Of the entries below, restate word for word only the section that runs from the line with "Thank you for the photo. Please point out the goalie and" to the line with "Thank you for the photo. Please point out the blue", counting both ends.

(Data for analysis Opens)

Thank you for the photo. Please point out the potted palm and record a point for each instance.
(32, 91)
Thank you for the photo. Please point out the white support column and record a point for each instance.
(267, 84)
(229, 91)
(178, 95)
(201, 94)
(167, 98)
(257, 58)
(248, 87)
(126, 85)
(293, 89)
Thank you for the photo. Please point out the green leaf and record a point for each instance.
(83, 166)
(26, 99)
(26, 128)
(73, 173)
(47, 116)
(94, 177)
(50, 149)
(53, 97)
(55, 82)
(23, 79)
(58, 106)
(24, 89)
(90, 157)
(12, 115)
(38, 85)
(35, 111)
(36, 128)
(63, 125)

(Data for analysis Closes)
(Data for analysis Opens)

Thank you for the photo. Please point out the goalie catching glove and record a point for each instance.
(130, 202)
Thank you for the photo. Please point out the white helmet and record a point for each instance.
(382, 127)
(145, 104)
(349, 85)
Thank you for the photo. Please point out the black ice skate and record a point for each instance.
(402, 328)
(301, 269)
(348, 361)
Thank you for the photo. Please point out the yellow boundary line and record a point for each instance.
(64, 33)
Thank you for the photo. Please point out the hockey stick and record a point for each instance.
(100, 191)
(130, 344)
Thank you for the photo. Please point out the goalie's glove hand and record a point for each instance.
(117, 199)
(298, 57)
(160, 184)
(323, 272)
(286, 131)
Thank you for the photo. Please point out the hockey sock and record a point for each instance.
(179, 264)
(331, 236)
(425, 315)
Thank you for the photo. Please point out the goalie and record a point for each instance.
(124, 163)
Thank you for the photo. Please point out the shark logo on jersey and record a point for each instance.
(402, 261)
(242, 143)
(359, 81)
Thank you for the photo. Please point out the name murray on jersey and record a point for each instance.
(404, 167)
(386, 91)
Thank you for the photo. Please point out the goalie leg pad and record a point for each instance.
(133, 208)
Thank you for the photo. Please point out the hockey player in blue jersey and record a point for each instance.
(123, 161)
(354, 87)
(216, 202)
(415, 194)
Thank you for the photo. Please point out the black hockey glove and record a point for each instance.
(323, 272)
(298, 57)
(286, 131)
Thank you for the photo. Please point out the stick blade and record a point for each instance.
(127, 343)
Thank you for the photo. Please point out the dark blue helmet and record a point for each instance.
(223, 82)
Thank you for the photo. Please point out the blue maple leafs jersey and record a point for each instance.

(Data for analysis Closes)

* Task answer *
Thank you for the photo. Please point out the goalie and record a point for each instance.
(124, 163)
Thank you for the photo. Please point out the shark logo on jersey and record a point for each instance.
(402, 261)
(242, 143)
(359, 81)
Thank you for the photo. Please point out the name murray on jersey and record a point for each instance.
(404, 167)
(386, 91)
Thank you for the photo. Please point out the goalie leg pad and record a point for each instance.
(133, 208)
Thank you for the photo. Please point out the hockey player in blue jersey and record a point for each instance.
(123, 161)
(354, 87)
(216, 202)
(415, 194)
Thank you for the photo. Please point out the black hockey glove and record a point for each instance.
(323, 272)
(298, 57)
(286, 131)
Thank you for the photo. Please point out the stick blade and record a point for each instance.
(127, 343)
Thank you for the photo. Please point out the dark blue helmet and record a point for each instance.
(223, 82)
Thank you for the photo. Please point out the blue maple leafs jersey and record a point for each instance.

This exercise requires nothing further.